Required action
When you reach the line containing "Target: bathroom wall" in the records below, start copying exactly, and stop once you have copied the line containing "Target: mirror reflection".

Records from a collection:
______________________________

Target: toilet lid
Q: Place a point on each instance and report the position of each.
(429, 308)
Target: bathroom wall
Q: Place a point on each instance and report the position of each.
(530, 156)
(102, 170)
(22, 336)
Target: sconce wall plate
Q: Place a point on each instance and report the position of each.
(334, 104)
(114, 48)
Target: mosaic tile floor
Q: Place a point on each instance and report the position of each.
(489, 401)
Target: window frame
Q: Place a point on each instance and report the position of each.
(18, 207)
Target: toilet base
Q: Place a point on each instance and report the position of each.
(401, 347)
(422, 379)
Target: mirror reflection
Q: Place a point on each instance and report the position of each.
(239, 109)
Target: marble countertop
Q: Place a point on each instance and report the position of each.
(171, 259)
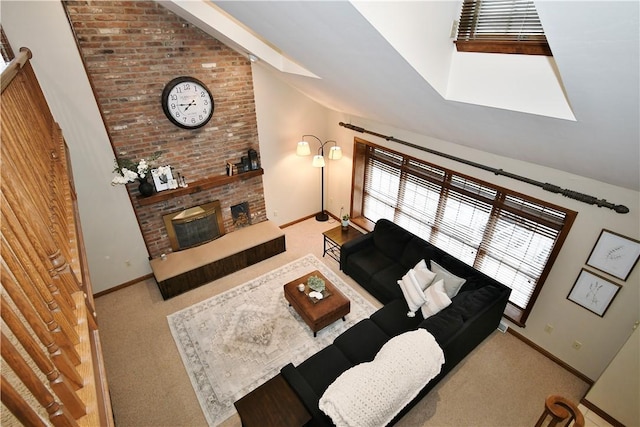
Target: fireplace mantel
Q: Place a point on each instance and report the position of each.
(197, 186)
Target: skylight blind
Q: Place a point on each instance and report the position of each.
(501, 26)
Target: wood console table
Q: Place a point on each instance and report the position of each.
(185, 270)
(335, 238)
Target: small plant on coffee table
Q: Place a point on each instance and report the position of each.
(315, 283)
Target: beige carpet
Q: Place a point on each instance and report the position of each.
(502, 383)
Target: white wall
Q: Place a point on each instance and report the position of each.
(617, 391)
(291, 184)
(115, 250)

______________________________

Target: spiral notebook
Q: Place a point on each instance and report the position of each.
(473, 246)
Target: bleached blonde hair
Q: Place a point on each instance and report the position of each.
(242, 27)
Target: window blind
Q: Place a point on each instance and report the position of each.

______________________________

Output of the exercise
Target: bathroom wall
Q: Place a point on each instance and report the position of each.
(530, 156)
(102, 170)
(22, 336)
Target: sconce wall plate
Q: Place a point on each instance and report the position of each.
(334, 104)
(114, 48)
Target: mosaic tile floor
Q: Place a point on each instance and report the position of each.
(489, 401)
Target: window frame
Q: Place a point on each instance and report the position of each.
(18, 207)
Target: toilet base
Q: Place a point on each instance and report the position of each.
(401, 347)
(422, 379)
Target: mirror reflection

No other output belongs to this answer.